## Task instructions
Count the lines in the data below that contain the string "white", matching case exactly. What is that number? Give only the number.

## Provided records
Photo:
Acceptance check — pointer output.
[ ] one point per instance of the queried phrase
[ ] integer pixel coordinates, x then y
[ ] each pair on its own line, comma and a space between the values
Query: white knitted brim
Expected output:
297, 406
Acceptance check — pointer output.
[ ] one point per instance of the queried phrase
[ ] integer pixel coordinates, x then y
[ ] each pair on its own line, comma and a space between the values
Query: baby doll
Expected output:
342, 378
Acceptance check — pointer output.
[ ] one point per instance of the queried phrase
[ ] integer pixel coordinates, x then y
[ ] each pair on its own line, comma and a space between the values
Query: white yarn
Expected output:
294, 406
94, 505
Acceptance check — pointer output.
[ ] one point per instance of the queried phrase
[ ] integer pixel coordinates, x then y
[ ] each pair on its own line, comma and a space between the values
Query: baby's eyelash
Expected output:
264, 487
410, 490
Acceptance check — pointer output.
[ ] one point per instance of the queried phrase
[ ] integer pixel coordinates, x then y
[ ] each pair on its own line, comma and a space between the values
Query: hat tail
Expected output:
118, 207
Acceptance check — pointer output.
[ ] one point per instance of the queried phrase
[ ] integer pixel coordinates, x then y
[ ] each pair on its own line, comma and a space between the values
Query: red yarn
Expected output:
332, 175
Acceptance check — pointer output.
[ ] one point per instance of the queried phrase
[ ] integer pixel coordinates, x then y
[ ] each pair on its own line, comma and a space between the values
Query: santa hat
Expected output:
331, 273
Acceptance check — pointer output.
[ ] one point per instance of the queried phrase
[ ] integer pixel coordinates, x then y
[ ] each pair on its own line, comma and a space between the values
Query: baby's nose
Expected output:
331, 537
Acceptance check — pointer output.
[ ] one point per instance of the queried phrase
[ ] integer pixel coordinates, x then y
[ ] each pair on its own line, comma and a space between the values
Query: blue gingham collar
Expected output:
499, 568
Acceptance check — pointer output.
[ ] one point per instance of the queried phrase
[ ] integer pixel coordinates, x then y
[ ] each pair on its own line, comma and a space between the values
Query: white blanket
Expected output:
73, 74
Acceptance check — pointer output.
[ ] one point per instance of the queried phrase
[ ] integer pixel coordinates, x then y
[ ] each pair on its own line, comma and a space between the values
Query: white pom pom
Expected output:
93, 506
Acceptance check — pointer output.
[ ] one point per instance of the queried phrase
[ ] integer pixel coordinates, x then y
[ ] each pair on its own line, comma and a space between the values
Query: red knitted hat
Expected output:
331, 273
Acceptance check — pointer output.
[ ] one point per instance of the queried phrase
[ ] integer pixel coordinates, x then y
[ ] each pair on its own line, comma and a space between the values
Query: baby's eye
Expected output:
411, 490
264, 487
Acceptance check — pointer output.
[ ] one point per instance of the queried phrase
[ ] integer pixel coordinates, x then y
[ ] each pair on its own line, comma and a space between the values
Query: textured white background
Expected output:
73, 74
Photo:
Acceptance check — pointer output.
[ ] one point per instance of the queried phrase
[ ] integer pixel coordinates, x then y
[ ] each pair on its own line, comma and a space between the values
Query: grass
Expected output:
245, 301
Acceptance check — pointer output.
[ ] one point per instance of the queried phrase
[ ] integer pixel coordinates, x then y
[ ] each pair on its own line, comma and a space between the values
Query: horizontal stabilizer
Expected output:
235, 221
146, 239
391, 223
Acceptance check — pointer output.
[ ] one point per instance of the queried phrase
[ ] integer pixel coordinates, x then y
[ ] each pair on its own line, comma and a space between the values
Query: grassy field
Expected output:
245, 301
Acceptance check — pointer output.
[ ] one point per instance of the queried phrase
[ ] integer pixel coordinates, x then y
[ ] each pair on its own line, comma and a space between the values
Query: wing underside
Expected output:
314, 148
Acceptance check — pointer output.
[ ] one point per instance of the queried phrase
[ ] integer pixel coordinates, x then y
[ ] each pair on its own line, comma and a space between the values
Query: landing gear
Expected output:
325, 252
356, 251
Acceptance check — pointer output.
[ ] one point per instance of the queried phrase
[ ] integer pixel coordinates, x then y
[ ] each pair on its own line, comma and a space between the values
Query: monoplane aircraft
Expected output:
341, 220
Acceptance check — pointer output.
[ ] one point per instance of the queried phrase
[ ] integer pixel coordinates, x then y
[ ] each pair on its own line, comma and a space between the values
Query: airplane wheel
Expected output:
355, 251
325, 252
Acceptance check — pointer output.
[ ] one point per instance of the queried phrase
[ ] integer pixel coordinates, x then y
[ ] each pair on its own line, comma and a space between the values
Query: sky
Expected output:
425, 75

## The response
5